INSTRUCTIONS TO FOLLOW = Search the data below for the word "Find" and copy each line that holds it.

RECORDS SHOWN =
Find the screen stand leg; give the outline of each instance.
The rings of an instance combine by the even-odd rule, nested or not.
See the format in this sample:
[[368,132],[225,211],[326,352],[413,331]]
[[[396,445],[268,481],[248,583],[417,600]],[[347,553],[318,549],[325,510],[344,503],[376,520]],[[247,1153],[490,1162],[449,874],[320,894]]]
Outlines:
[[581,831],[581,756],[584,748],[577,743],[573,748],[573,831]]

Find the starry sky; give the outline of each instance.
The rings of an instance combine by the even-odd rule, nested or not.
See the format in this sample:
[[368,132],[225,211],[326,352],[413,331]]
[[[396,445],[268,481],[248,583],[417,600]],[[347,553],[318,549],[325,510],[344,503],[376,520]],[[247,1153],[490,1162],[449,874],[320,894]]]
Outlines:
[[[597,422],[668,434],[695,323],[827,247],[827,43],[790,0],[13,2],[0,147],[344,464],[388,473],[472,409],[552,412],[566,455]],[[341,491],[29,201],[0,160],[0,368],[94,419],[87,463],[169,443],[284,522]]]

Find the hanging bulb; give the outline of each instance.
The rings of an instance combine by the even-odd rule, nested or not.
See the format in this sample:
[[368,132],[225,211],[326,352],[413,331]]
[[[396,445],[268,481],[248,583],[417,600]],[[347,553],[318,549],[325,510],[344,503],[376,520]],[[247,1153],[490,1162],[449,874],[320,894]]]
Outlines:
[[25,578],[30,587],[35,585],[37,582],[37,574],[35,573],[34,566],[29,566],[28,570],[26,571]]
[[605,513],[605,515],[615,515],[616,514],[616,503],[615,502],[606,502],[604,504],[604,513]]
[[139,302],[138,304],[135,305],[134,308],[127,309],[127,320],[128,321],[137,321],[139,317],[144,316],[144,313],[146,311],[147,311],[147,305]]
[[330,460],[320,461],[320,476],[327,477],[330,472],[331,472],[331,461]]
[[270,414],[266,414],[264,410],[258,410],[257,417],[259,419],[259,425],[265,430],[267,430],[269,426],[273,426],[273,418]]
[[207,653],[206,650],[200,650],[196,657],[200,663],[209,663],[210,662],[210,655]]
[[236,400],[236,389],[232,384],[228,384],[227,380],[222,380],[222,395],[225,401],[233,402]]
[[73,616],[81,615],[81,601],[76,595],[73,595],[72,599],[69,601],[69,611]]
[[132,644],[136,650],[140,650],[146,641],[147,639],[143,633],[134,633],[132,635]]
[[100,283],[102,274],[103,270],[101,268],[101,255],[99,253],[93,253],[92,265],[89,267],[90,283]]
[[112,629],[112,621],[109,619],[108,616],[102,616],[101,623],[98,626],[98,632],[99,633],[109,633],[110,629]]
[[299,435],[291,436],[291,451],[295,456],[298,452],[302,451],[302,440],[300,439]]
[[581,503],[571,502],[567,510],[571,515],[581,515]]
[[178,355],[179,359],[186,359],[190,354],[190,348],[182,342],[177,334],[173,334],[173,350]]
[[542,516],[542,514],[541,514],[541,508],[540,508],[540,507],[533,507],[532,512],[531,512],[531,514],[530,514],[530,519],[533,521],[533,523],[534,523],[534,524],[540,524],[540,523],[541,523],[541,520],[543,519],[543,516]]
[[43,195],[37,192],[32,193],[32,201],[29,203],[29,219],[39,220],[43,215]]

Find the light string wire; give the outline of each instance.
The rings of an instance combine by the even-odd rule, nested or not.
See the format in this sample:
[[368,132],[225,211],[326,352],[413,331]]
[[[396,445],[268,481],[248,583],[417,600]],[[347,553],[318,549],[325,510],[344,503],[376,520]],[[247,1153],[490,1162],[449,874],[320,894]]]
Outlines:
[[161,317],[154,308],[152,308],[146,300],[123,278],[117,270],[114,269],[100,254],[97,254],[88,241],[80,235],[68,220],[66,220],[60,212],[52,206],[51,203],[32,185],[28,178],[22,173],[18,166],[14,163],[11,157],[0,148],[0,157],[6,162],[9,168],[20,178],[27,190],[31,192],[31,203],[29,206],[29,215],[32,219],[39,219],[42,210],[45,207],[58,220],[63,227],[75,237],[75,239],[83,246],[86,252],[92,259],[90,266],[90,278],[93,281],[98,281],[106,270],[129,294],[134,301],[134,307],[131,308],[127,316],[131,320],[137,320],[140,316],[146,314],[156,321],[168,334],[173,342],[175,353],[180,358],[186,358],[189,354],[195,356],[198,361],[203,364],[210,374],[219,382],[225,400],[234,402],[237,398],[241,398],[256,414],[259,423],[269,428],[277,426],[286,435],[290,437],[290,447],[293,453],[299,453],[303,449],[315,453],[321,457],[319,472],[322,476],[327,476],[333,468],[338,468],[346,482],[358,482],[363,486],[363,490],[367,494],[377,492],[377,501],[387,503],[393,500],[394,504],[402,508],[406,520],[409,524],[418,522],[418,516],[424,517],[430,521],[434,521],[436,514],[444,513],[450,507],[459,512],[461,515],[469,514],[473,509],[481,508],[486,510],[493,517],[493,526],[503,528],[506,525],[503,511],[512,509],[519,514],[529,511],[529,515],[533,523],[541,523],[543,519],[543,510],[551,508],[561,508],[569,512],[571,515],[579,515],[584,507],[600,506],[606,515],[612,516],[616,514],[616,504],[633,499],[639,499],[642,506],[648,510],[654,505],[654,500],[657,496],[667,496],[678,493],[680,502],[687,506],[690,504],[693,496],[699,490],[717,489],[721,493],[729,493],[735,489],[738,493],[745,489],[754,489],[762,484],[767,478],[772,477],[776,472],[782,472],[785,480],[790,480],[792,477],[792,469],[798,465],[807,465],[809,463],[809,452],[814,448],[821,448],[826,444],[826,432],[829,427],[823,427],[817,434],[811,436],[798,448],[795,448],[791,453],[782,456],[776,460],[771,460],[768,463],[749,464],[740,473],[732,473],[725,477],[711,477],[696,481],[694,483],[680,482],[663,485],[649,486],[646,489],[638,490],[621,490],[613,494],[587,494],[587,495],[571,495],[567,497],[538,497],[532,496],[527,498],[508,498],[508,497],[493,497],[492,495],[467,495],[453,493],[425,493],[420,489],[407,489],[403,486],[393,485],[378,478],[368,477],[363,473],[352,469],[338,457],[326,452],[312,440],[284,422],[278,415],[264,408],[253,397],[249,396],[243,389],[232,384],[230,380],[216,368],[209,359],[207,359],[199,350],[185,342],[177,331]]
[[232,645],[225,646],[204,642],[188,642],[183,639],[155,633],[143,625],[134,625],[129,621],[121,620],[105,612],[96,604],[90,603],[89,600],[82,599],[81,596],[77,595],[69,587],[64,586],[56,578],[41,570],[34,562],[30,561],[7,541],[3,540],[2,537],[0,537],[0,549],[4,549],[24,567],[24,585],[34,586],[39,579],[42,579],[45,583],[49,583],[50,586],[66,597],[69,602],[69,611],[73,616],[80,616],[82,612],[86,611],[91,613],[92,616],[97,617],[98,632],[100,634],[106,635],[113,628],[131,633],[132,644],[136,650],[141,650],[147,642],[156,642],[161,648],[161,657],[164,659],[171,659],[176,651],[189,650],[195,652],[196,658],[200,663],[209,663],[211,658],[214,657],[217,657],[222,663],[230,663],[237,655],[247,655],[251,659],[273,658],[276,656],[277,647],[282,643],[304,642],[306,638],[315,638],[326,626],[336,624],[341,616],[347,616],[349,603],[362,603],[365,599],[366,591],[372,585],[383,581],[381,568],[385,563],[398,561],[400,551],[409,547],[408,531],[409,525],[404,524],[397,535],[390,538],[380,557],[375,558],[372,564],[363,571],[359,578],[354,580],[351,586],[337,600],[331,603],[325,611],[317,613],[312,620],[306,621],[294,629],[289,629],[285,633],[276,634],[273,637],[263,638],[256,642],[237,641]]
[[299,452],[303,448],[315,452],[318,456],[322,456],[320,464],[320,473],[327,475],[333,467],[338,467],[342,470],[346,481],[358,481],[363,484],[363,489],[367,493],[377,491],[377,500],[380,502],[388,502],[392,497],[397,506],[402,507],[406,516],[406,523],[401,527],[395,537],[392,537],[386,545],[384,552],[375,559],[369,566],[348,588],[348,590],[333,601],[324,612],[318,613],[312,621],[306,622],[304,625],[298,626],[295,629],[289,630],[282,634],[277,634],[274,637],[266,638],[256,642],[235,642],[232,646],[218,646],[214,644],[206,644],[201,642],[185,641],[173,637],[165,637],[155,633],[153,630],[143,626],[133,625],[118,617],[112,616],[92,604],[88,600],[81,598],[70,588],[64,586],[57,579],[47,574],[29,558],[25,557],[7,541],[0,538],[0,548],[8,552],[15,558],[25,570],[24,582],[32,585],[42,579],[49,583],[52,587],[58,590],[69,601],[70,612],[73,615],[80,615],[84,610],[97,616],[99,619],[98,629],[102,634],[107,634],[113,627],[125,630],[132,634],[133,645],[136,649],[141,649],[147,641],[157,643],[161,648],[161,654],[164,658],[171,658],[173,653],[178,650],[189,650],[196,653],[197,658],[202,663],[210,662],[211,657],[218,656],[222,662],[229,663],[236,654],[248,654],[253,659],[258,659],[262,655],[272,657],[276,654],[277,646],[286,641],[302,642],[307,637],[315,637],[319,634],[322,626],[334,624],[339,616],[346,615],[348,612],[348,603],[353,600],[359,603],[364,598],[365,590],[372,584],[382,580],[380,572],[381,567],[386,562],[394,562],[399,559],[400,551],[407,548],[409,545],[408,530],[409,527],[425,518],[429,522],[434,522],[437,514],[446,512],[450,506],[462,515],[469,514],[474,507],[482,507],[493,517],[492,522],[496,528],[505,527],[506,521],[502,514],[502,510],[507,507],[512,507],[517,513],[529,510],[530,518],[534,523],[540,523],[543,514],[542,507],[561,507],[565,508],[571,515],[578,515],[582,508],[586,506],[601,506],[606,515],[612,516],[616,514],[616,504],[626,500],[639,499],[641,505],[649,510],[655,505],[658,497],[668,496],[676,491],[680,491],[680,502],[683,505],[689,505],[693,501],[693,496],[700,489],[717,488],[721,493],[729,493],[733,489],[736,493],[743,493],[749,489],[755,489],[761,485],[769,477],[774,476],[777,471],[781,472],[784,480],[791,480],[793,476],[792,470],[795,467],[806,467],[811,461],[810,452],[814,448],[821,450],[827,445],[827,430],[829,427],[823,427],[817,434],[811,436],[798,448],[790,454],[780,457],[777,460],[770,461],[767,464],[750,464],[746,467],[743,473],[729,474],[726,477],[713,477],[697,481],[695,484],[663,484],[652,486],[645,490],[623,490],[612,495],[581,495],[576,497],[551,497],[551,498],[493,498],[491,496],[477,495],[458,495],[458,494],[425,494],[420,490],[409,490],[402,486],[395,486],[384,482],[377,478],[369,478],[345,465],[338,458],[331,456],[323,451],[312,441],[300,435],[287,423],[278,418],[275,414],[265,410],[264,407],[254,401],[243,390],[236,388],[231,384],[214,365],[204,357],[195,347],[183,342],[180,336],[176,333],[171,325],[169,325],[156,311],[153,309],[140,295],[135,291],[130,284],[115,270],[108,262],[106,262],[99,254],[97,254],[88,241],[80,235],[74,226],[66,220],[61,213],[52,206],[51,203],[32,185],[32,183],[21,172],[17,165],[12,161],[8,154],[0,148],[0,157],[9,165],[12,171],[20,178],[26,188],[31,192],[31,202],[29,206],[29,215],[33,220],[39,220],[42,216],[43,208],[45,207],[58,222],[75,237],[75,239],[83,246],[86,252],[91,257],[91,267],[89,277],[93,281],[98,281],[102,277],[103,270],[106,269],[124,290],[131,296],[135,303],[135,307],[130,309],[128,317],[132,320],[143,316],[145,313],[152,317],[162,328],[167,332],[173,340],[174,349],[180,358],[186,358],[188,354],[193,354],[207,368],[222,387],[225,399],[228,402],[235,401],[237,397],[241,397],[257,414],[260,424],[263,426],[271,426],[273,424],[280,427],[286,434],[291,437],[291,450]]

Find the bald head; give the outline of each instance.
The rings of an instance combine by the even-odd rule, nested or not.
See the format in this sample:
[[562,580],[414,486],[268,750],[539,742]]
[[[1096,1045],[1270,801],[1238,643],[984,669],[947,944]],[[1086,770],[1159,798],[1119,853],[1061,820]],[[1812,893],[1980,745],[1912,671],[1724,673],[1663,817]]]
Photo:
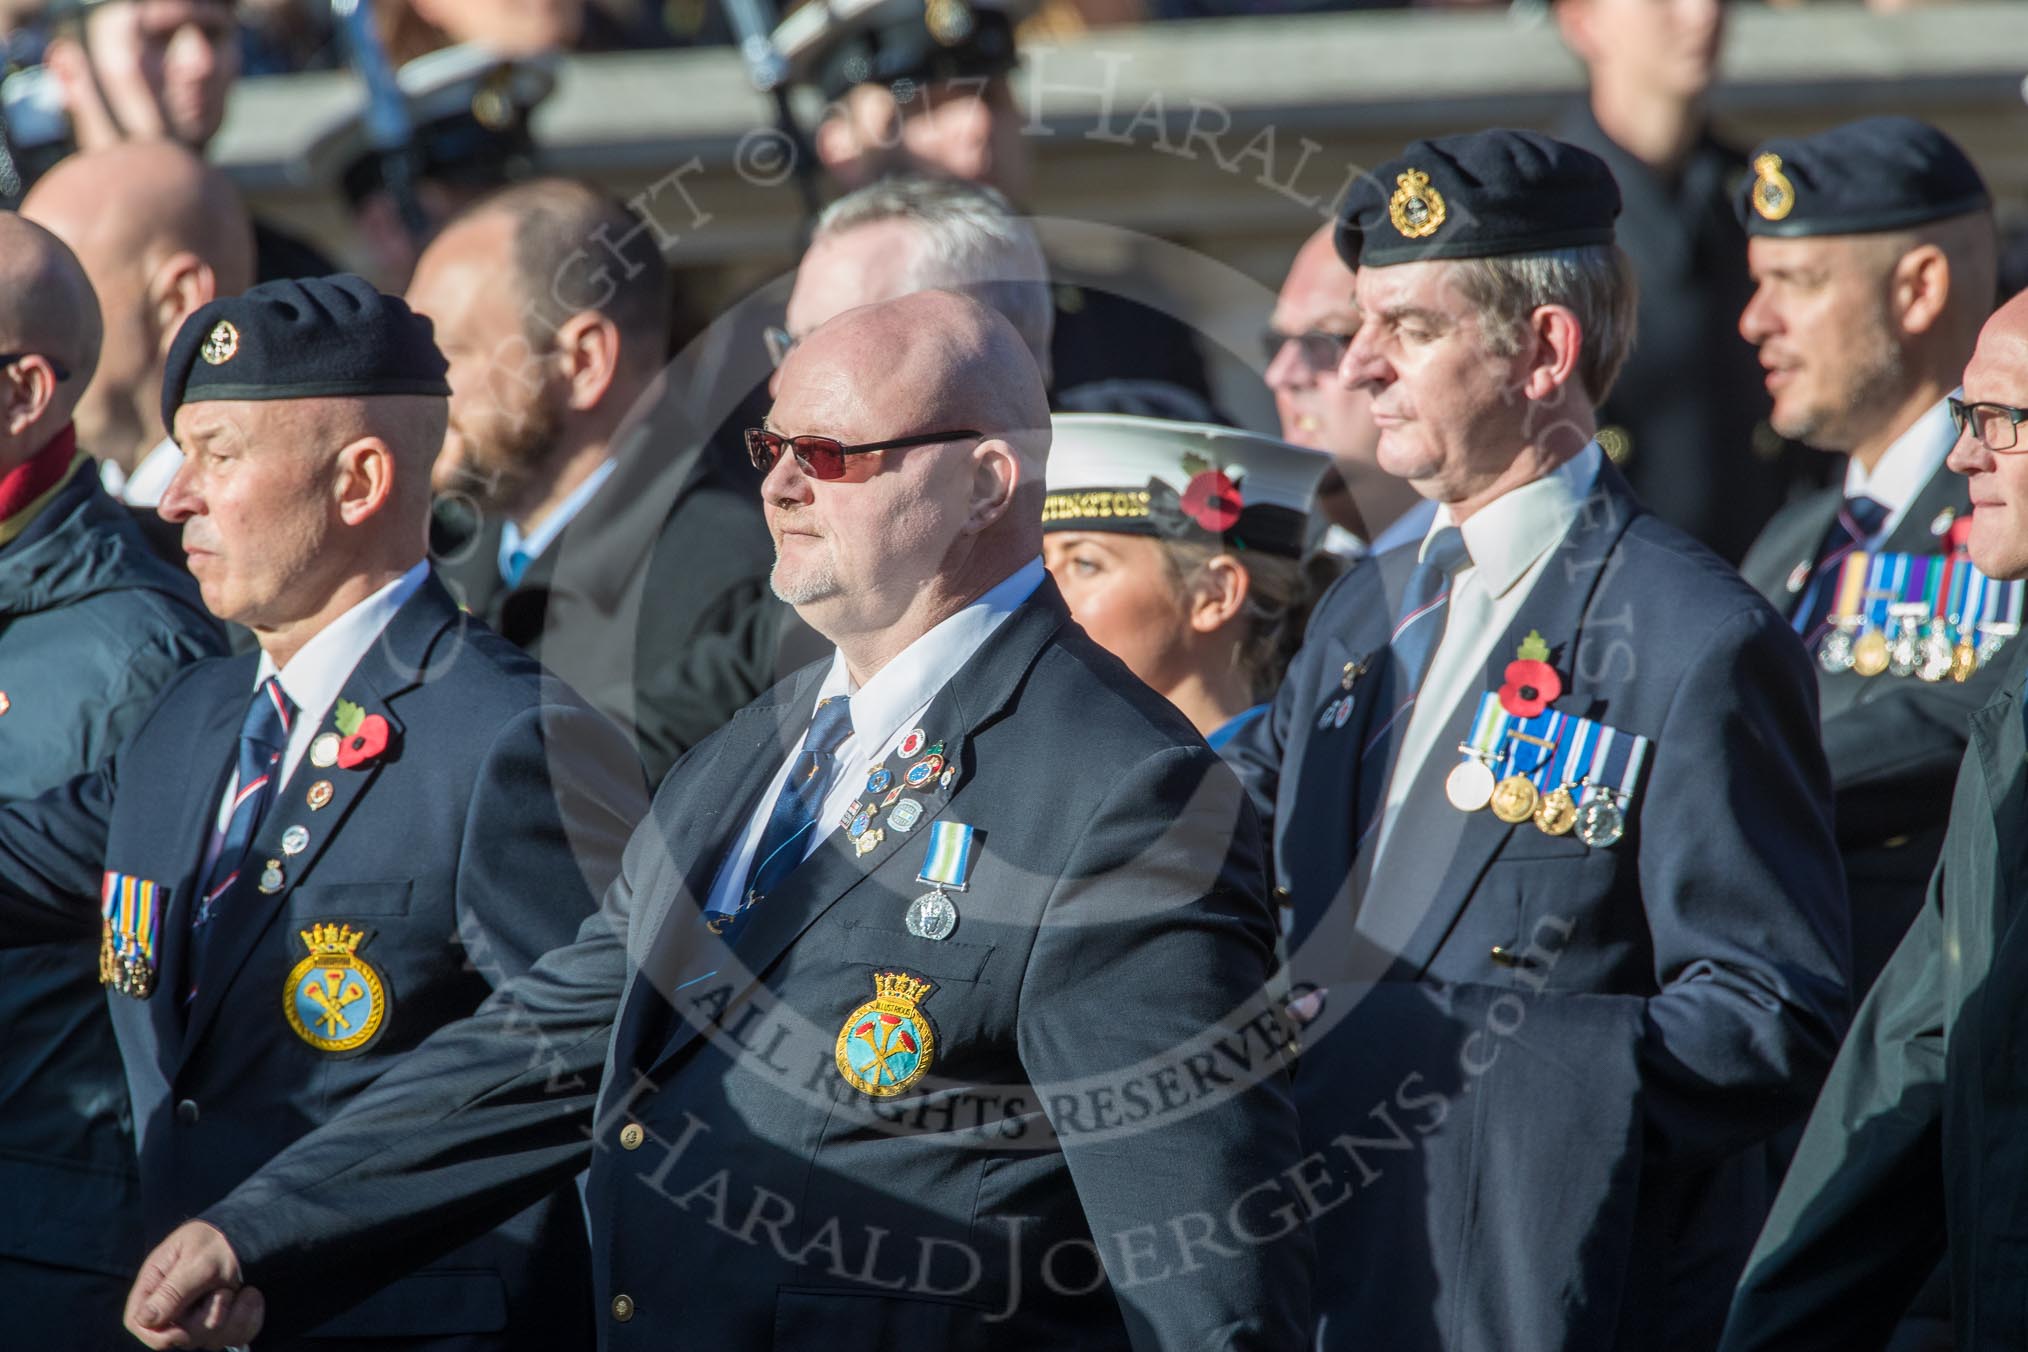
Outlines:
[[775,595],[857,680],[1042,552],[1042,374],[978,301],[918,291],[820,325],[768,426],[862,448],[822,471],[783,455],[761,486]]
[[2028,291],[1986,321],[1964,389],[1972,407],[1949,464],[1972,500],[1972,562],[1988,577],[2028,577],[2028,425],[2009,412],[2028,408]]
[[[63,430],[99,359],[99,305],[76,255],[63,241],[19,216],[0,213],[0,351],[46,359],[10,368],[0,426],[9,458],[33,454]],[[58,378],[55,368],[62,369]],[[24,419],[26,420],[24,422]]]
[[131,467],[165,434],[154,400],[176,330],[253,283],[246,209],[224,174],[182,146],[126,141],[61,161],[21,214],[70,246],[98,294],[104,350],[78,434]]

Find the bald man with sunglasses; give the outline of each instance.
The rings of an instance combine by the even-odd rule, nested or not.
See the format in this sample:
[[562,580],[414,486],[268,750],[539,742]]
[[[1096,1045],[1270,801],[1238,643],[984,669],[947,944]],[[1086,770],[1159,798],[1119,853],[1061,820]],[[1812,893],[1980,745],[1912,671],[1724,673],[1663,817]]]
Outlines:
[[1259,824],[1043,571],[1034,360],[947,292],[850,311],[748,441],[834,651],[671,771],[577,943],[156,1250],[150,1346],[286,1336],[587,1160],[607,1352],[1302,1343]]

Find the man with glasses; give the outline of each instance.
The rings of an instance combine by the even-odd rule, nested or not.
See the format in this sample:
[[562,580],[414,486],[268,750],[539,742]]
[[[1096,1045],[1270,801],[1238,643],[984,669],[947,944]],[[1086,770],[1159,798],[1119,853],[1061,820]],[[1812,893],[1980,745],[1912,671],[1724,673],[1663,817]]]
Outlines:
[[158,1249],[144,1341],[285,1335],[589,1160],[609,1352],[1303,1343],[1259,824],[1044,572],[1048,422],[965,297],[805,336],[751,444],[833,653],[671,773],[611,928]]
[[1864,993],[1943,843],[1966,720],[1994,689],[1976,658],[2019,619],[2002,589],[1946,573],[1969,525],[1946,396],[1992,310],[1993,218],[1964,152],[1910,118],[1770,141],[1753,162],[1740,332],[1776,430],[1845,463],[1839,487],[1769,522],[1742,571],[1816,666]]
[[[1987,322],[1963,401],[1950,467],[1970,486],[1972,561],[2028,578],[2028,294]],[[1971,718],[1928,895],[1824,1085],[1734,1297],[1724,1352],[1881,1347],[1940,1260],[1951,1345],[2028,1343],[2028,954],[2017,923],[2028,900],[2028,644],[2010,644],[1998,667]]]
[[1297,251],[1262,354],[1282,439],[1331,453],[1333,468],[1317,490],[1318,511],[1330,523],[1322,546],[1358,558],[1422,539],[1436,504],[1380,468],[1373,396],[1338,378],[1338,363],[1359,330],[1359,302],[1352,269],[1338,257],[1337,229],[1319,227]]
[[[56,238],[0,214],[0,803],[96,768],[186,664],[224,651],[196,584],[100,487],[72,418],[99,307]],[[11,1346],[120,1341],[142,1253],[132,1113],[75,944],[0,952],[0,1308]]]
[[445,584],[655,779],[774,682],[784,613],[753,476],[658,384],[670,288],[648,227],[564,179],[476,203],[408,288],[451,364]]

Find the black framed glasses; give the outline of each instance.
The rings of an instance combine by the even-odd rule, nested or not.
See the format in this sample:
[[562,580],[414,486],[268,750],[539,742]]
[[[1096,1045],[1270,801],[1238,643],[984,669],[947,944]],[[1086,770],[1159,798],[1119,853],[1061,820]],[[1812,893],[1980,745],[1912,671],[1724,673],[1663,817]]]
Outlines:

ANSWER TO THIS TASK =
Find the screen stand leg; give the outline of each instance.
Find the starry sky; give the outline of each instance.
Find the hanging bulb; give the outline of each instance.
Find the light string wire; give the outline of each instance.
Find the bald head; give the outline of each instance.
Find the bald man with sunglasses; give the outline of each instance.
Find the man with glasses; give the outline of each instance.
Find the black framed glasses; give the outline of each instance.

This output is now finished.